■ Problem description:
Put every line of the listing into a JSON array of strings, one string per line, omitting blank lines.

— BEGIN Rows —

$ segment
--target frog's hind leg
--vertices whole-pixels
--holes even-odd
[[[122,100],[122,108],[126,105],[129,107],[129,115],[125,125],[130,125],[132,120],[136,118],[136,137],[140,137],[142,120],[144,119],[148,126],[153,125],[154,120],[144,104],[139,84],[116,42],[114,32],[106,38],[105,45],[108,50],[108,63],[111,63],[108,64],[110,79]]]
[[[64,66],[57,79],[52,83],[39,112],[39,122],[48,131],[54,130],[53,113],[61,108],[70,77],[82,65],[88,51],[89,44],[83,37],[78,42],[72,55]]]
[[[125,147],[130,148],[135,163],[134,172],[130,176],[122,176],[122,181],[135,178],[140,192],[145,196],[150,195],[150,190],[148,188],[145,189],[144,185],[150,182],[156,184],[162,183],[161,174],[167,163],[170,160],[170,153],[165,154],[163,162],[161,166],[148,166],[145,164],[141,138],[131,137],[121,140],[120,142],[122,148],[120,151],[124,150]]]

— END Rows —

■ Task result:
[
  "$ segment",
  "--target frog's hind leg",
  "--vertices whole-pixels",
  "--holes even-odd",
  "[[[122,100],[122,108],[126,105],[129,107],[129,115],[125,125],[130,125],[132,120],[136,118],[136,137],[140,137],[142,120],[144,119],[148,126],[153,125],[154,120],[144,104],[139,84],[116,42],[114,32],[106,38],[105,45],[108,50],[108,63],[111,63],[108,64],[110,79]]]",
  "[[[64,66],[57,79],[52,83],[39,112],[39,122],[48,131],[54,130],[53,113],[61,108],[70,77],[82,65],[88,51],[89,44],[83,37],[78,42],[72,55]]]",
  "[[[125,147],[130,148],[135,163],[134,172],[130,176],[122,176],[122,181],[135,178],[140,192],[145,196],[150,195],[150,190],[148,188],[145,189],[144,185],[150,182],[156,184],[162,183],[161,174],[167,163],[170,160],[170,153],[165,154],[163,162],[161,166],[148,166],[145,164],[141,138],[131,137],[121,140],[120,142],[122,148],[120,151],[124,150]]]"
]